### Исходный документ

Делаю пояснение к письму от 16 июля. Оленька – Ольга Сергеевна Бокшанская, секретарь В.И.Немировича-Данченко, Федя – Федор Николаевич Михальский, администратор Художественного театра. Комиссаров и Лесли – актеры этого же театра.

В скором времени после приезда в Крым М.А. получил вызов в ЦК партии, но бумага показалась Булгакову подозрительной. Это оказалось „милой шуткой" Юрия Олеши. Вообще Москва широко комментировала звонок Сталина. Каждый вносил свою лепту выдумки, что и продолжается по сей день. Роман с Театром рабочей молодежи так и не состоялся: М.А. направили на работу в Художественный театр, чего он в то время пламенно добивался.

По вечерам нередко к нам приезжала писательница Наталия Алексеевна Венкстерн. Она уже написала пьесу „В 1825 году", шедшую с большим успехом во МХАТе 2-ом. В ней особенно хороши были Гиацинтова и Берсенев. Московский Художественный театр заказал писательнице инсценировку „Пиквикского клуба" Диккенса. По Москве тогда пошли слухи, что пьесу написал Булгаков. Это неправда: Москва любит посплетничать.

Наташа приносила готовые куски, в которых она добросовестно старалась сохранить длинные диккенсовские периоды, а М.А. молниеносно переделывал их в короткие сценические диалоги. Было очень интересно наблюдать за этим колдовским превращением. Но Наталия Венкстерн, женщина умная и способная, очень скоро уловила, чего добивался Булгаков.

######
### Предоставленные данные

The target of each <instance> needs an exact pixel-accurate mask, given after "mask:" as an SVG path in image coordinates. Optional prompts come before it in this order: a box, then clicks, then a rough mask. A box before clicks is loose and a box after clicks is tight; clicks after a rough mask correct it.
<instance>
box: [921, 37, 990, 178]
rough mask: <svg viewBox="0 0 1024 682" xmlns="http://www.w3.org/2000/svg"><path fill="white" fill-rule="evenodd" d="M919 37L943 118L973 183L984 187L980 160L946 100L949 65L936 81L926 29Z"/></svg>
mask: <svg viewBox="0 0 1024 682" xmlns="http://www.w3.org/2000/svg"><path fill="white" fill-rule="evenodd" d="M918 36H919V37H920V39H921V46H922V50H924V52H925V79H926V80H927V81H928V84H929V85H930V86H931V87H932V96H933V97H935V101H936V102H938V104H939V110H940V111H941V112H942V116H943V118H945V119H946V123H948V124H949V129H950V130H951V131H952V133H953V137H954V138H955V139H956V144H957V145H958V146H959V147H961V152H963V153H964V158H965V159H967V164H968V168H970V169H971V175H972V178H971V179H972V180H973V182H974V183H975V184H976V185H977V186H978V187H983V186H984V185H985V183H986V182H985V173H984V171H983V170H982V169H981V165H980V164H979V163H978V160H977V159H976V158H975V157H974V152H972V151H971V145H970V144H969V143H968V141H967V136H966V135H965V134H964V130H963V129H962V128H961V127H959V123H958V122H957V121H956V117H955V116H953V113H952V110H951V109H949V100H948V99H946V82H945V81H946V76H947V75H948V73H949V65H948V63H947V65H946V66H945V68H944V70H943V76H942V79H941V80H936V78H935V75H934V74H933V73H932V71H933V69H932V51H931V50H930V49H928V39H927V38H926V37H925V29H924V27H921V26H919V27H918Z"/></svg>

######

Рабочее задание 1:
Какую должность, согласно воспоминаниям о Булгакове, занимал Федор Николаевич Михальский?
Рабочее задание 2:
Напишите продолжение воспоминаний о Булгакове и Наталии Венкстерн, начиная сразу после последнего приведенного предложения.

Результат задания 1:
Он был администратором Художественного театра.

Результат задания 2:
„Пиквикский клуб" был поставлен в МХАТе в 1934 году В.Станицыным. Декорации в стиле старинной английской раскрашенной гравюры написал П.Вильямс, музыку – Н.Сизов. Некоторые песенки до сих пор еще звучат в моей памяти:

„Здравствуй, дом,

Прощай, дорога," —

много раз напевали москвичи. В роли судьи в этой пьесе в 1935 году выступал М.А. Это была единственная роль, сыгранная им в МХАТе.

Публика любила этот молодой, жизнерадостный спектакль. Мне кажется, он и сейчас был бы интересен и даже нужен для молодежи как образец английской классики.

В это кризисное время я постаралась устроиться на работу. Еще на шоферских курсах инженер Борис Эдуардович Шпринк, читавший у нас моторостроение и работавший заместителем главного редактора „Технической энциклопедии", предложил мне поступить к ним в редакцию. Я поступила. Мне нравилось. Все были очень культурны, и там легко дышалось.

– Эх, Любашка, ничего из этого дела не выйдет, – сказал Михаил Афанасьевич.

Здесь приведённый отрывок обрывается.